* Saved data entries:
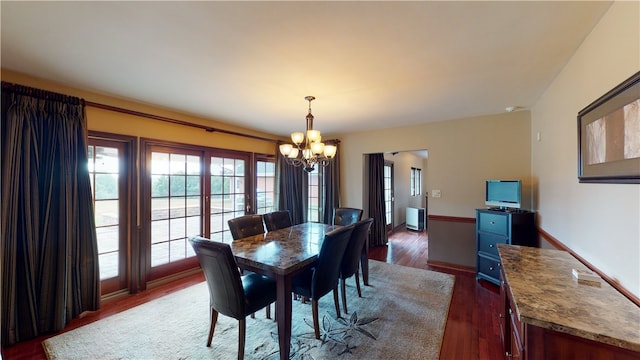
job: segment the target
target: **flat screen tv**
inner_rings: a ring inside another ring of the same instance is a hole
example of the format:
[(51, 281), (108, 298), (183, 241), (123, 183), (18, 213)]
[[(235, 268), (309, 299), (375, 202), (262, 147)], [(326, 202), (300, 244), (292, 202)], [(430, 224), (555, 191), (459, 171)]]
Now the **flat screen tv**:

* BRIEF: "[(51, 281), (108, 298), (183, 241), (123, 183), (18, 213)]" marks the last line to keep. Retype every line from the start of the entries through that one, exactly, and drop the pictures.

* FINAL ANSWER:
job: segment the target
target: **flat screen tv**
inner_rings: a ring inside another ring of the same instance is a hole
example of the format:
[(51, 281), (108, 298), (183, 241), (123, 183), (18, 213)]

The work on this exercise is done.